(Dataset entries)
===

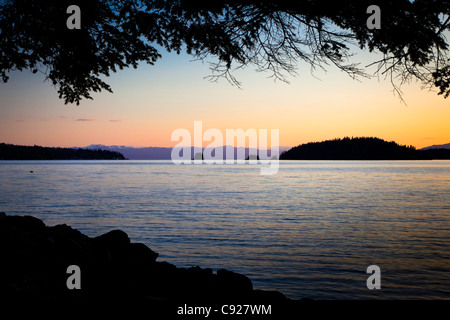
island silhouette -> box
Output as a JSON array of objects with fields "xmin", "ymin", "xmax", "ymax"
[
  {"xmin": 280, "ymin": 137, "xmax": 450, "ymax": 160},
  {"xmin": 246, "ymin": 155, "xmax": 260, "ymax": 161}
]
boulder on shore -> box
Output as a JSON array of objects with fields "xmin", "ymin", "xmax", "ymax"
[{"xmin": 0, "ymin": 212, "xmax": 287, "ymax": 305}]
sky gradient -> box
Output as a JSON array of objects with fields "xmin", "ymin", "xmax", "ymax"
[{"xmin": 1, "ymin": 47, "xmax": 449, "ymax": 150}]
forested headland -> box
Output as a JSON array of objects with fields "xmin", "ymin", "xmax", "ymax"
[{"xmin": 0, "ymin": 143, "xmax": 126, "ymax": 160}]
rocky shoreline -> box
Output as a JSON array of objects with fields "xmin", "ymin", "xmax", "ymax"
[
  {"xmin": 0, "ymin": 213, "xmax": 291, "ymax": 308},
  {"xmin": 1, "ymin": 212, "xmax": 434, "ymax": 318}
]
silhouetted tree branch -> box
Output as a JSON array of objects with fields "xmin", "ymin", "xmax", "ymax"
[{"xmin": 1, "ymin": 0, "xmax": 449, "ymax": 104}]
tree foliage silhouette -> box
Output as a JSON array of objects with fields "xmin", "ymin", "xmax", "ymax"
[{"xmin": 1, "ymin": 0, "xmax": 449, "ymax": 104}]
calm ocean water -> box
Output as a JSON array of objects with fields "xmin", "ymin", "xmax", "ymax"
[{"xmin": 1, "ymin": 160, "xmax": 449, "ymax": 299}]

===

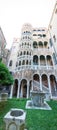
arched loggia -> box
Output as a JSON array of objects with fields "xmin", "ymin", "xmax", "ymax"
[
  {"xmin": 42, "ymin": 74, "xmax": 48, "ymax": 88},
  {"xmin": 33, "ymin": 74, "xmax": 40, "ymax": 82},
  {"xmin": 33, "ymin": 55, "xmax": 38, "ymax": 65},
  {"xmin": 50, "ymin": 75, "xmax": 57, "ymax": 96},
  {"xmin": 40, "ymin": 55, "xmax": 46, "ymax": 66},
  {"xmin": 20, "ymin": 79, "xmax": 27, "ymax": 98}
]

===

_WHAT YOU WILL DO_
Write down exactly the span of lines above from the one containing "island silhouette -> box" to the one containing "boulder on shore -> box", both ends included.

_RESULT FOR THIS TASK_
island silhouette -> box
Output as a JSON array of objects with fields "xmin", "ymin", "xmax", "ymax"
[
  {"xmin": 280, "ymin": 137, "xmax": 450, "ymax": 160},
  {"xmin": 246, "ymin": 155, "xmax": 260, "ymax": 161}
]
boulder on shore -> box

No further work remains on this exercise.